____ Listed records

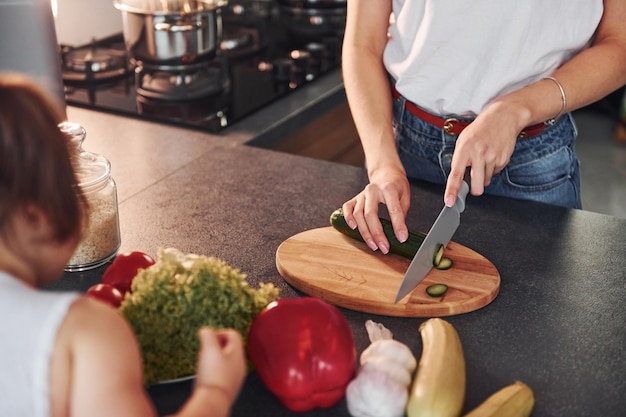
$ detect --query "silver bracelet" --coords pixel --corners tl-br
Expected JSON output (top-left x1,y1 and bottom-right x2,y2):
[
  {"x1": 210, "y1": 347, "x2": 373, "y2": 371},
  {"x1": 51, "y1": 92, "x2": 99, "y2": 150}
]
[{"x1": 543, "y1": 77, "x2": 567, "y2": 125}]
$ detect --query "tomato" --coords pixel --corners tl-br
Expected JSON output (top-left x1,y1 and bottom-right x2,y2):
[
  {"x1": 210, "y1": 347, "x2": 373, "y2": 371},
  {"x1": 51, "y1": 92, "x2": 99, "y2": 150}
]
[
  {"x1": 102, "y1": 251, "x2": 155, "y2": 294},
  {"x1": 247, "y1": 297, "x2": 356, "y2": 412},
  {"x1": 86, "y1": 283, "x2": 124, "y2": 308}
]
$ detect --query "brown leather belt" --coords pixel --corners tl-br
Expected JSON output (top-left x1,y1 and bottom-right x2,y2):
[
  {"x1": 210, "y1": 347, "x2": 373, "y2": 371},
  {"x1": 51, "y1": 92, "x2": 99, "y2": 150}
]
[{"x1": 391, "y1": 86, "x2": 546, "y2": 138}]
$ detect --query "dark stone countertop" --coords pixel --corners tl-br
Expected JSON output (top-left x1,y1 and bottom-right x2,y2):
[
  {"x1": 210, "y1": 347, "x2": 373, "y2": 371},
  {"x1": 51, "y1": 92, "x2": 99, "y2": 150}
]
[{"x1": 51, "y1": 71, "x2": 626, "y2": 417}]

________

Output every row above verbatim, leaving out the pictures.

$ detect --query "silver bracelet" --coords pixel --corners tl-br
Expected JSON output (top-left x1,y1 and bottom-right x2,y2):
[
  {"x1": 210, "y1": 347, "x2": 373, "y2": 371},
  {"x1": 51, "y1": 92, "x2": 99, "y2": 150}
]
[{"x1": 543, "y1": 77, "x2": 567, "y2": 125}]
$ detect --query "tomato" --coords pixel --corners tl-br
Expected JSON output (top-left x1,y1 and bottom-right x2,y2):
[
  {"x1": 210, "y1": 347, "x2": 373, "y2": 371},
  {"x1": 51, "y1": 92, "x2": 99, "y2": 150}
]
[
  {"x1": 102, "y1": 251, "x2": 155, "y2": 294},
  {"x1": 247, "y1": 297, "x2": 356, "y2": 412},
  {"x1": 86, "y1": 283, "x2": 124, "y2": 308}
]
$ detect --query "brown leather belt" --coords pixel --corners tl-br
Expected JSON output (top-left x1,y1 and bottom-right x2,y2):
[
  {"x1": 210, "y1": 347, "x2": 373, "y2": 371},
  {"x1": 51, "y1": 92, "x2": 99, "y2": 150}
]
[{"x1": 391, "y1": 86, "x2": 546, "y2": 138}]
$ detect --query "dark stone countertop" --coords pixel --corners tl-br
Expected JSON output (top-left x1,y1 and bottom-right x2,y2):
[
  {"x1": 210, "y1": 347, "x2": 373, "y2": 371},
  {"x1": 51, "y1": 92, "x2": 99, "y2": 150}
]
[{"x1": 51, "y1": 71, "x2": 626, "y2": 417}]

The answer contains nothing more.